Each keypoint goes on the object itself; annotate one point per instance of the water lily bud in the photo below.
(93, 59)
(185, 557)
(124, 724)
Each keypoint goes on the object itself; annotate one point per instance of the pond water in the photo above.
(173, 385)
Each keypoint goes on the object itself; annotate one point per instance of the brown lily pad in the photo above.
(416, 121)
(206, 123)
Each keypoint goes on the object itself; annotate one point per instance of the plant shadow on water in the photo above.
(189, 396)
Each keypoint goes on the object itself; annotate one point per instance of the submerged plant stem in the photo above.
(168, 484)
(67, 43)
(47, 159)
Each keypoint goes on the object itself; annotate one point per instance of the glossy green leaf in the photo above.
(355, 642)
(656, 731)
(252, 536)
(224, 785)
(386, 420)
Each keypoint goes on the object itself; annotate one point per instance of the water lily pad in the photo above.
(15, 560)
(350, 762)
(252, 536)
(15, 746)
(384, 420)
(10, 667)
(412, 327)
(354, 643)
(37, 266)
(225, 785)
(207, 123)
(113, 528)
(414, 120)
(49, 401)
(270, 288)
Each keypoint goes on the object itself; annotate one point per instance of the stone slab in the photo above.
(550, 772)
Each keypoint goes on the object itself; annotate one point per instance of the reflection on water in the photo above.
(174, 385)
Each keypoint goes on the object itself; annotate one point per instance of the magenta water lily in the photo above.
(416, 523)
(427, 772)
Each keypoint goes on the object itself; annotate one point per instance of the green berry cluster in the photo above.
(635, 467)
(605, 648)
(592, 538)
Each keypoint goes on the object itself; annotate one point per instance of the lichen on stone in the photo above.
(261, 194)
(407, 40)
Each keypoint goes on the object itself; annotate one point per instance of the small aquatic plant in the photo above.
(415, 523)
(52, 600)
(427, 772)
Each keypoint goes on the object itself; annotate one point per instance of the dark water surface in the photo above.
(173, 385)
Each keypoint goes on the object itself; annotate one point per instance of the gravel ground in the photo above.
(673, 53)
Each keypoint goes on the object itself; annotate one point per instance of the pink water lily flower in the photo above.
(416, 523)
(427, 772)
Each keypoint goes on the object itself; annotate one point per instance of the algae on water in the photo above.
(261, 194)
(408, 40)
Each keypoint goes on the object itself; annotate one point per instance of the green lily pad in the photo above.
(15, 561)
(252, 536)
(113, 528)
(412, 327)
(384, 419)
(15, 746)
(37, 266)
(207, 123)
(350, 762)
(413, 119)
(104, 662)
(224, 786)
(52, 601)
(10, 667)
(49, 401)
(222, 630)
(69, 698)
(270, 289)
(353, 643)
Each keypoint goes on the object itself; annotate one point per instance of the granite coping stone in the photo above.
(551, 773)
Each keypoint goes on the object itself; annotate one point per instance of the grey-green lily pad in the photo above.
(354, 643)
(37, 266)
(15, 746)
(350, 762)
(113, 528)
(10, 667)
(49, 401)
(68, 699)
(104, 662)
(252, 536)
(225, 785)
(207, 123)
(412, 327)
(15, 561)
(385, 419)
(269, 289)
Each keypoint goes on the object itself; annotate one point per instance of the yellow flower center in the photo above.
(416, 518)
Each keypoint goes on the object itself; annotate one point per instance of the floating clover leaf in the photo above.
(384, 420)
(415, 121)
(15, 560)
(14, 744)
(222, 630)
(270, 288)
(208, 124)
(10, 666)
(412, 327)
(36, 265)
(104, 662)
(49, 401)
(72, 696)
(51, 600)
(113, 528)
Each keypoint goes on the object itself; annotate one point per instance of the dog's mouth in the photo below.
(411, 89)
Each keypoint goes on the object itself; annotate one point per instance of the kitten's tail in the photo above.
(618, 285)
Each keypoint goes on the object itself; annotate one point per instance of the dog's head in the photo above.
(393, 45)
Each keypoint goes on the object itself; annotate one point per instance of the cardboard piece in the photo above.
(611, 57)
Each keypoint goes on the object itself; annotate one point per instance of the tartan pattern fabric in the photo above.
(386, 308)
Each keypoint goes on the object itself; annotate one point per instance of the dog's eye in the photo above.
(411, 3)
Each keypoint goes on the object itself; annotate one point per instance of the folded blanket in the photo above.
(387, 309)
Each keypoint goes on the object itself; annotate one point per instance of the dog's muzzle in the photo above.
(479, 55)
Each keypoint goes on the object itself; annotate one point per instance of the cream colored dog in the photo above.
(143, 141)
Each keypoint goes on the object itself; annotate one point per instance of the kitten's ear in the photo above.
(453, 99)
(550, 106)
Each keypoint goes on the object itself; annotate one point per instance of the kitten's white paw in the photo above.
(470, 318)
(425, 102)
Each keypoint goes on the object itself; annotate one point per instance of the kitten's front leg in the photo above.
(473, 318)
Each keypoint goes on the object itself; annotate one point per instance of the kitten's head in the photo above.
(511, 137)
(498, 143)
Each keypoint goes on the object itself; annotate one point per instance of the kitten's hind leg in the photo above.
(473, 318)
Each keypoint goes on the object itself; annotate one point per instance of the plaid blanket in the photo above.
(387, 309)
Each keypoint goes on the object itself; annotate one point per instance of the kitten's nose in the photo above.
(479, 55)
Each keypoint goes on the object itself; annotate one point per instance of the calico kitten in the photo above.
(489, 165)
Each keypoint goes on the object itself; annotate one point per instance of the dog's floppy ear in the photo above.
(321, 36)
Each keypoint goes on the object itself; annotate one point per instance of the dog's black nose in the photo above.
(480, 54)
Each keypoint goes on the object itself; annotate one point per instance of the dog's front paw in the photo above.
※
_GOAL_.
Reproduce the listing shown above in its entirety, exactly.

_RESPONSE_.
Each keypoint goes on the object itself; annotate one point per instance of the water lily bud in the photo below.
(93, 59)
(185, 557)
(124, 724)
Each keypoint goes on the object itself; annotate one point per instance of the pond water in the photo above.
(173, 385)
Each keypoint goes on the object itself; annotate one point per instance of the brown lily pad in the photo above.
(416, 121)
(206, 123)
Each keypoint goes on the object itself; annotate one point per instance of the plant shadow on water in the photo above.
(189, 396)
Each keypoint goes on the object itself; annotate one point per instance of the submerged plant stem in the photo above.
(168, 484)
(67, 43)
(47, 159)
Each keypoint goes on the object itself; annotate one point per instance of the glossy green leaf in the photo above.
(355, 642)
(656, 731)
(252, 536)
(224, 785)
(386, 420)
Each keypoint goes on the object itself; annotate one point per instance of the water lily pad in the photo above.
(15, 560)
(350, 762)
(252, 536)
(15, 746)
(384, 420)
(10, 667)
(412, 327)
(354, 643)
(37, 266)
(225, 785)
(207, 123)
(113, 528)
(414, 120)
(49, 401)
(270, 288)
Each keypoint goes on the object itself; annotate one point per instance of the stone slab in the photo above.
(550, 772)
Each keypoint goes on the object itself; annotate one point per instance of the reflection on water in the photo above.
(174, 385)
Each keypoint goes on the object itself; annotate one point per instance of the magenta water lily in the photo above.
(416, 523)
(427, 772)
Each keypoint goes on the object itself; annotate one point per instance of the green berry cluster in the photo above.
(635, 467)
(605, 648)
(592, 538)
Each keypoint goes on the object itself; annotate one point per instance of the lichen on stone in the photo above.
(261, 194)
(407, 40)
Each keypoint goes on the object itself; annotate one point per instance of the small aquatic plant in the photo above.
(415, 523)
(52, 600)
(427, 772)
Each keypoint goes on the object itself; annotate one point per instance of the dark water surface in the photo above.
(173, 385)
Each keypoint goes on the object itself; annotate one point per instance of the gravel ground in the photo above.
(673, 53)
Each keypoint goes on the object itself; annotate one point per instance of the pink water lily flower in the photo above.
(416, 523)
(427, 772)
Each keypoint goes on the object itself; annotate one point per instance of the algae on water in the photo above.
(261, 194)
(408, 40)
Each keypoint goes on the object itself; annotate one point per instance of the green lily pad in the photo above.
(15, 561)
(252, 536)
(113, 528)
(412, 327)
(384, 419)
(15, 746)
(37, 266)
(207, 123)
(350, 762)
(413, 119)
(104, 662)
(224, 786)
(52, 601)
(10, 667)
(49, 401)
(222, 630)
(69, 698)
(270, 289)
(353, 643)
Each keypoint goes on the object itself; annotate one point per instance of the granite coping stone in the photo above.
(551, 773)
Each keypoint goes on the object itself; annotate one point per instance of the grey-green lily pad in the photo above.
(354, 643)
(37, 266)
(15, 746)
(350, 762)
(113, 528)
(10, 667)
(49, 401)
(68, 699)
(104, 662)
(252, 536)
(225, 785)
(207, 123)
(412, 327)
(15, 561)
(385, 419)
(269, 289)
Each keypoint goes on the object itself; annotate one point per instance of the yellow flower center in the photo above.
(416, 518)
Each keypoint goes on the object itself; annotate one point per instance of the floating clover leaf in the photo above.
(384, 420)
(415, 121)
(15, 560)
(14, 744)
(222, 630)
(270, 288)
(208, 124)
(10, 666)
(412, 327)
(36, 265)
(104, 662)
(49, 401)
(72, 696)
(51, 600)
(113, 528)
Each keypoint goes on the object itself; annotate one point per instance of the dog's mouth in the photo below.
(411, 89)
Each keypoint goes on the object itself; annotate one point per instance of the kitten's tail in the photo above.
(618, 285)
Each keypoint goes on the object itself; annotate one point per instance of the dog's head in the photo above.
(393, 45)
Each keypoint goes on the object itself; annotate one point per instance of the cardboard piece in the photo above.
(611, 57)
Each keypoint goes on the object itself; annotate one point per instance of the tartan pattern fabric in the photo above.
(386, 308)
Each keypoint goes on the object itself; annotate one point per instance of the dog's eye in the photo above.
(411, 3)
Each keypoint goes on the object itself; annotate one point per instance of the folded blanket in the photo above.
(387, 309)
Each keypoint goes on the object itself; annotate one point per instance of the dog's muzzle in the photo above.
(479, 55)
Each keypoint goes on the object itself; annotate one point per instance of the cream colored dog in the photo above.
(143, 141)
Each keypoint goes on the object itself; annotate one point per instance of the kitten's ear in the photo above.
(453, 99)
(550, 106)
Each keypoint goes on the object itself; annotate one point per instance of the kitten's white paw in the photo above.
(470, 318)
(425, 102)
Each keypoint goes on the object itself; annotate one point per instance of the kitten's front leg in the photo above.
(473, 318)
Each keypoint goes on the object itself; annotate one point per instance of the kitten's head in the photo above.
(511, 137)
(498, 143)
Each keypoint goes on the object itself; annotate one point per instance of the kitten's hind leg in the photo above.
(473, 318)
Each keypoint goes on the object itself; annotate one point per instance of the plaid blanket in the photo above.
(387, 309)
Each keypoint goes on the object itself; annotate one point per instance of the kitten's nose in the photo above.
(479, 55)
Each keypoint goes on the object itself; annotate one point per instance of the calico kitten in the photo above.
(489, 165)
Each keypoint goes on the object itself; annotate one point per instance of the dog's floppy ear in the photo above.
(321, 36)
Each keypoint goes on the object itself; annotate one point per instance of the dog's black nose in the photo above.
(480, 54)
Each keypoint goes on the object itself; annotate one point per instance of the dog's front paw in the photo above.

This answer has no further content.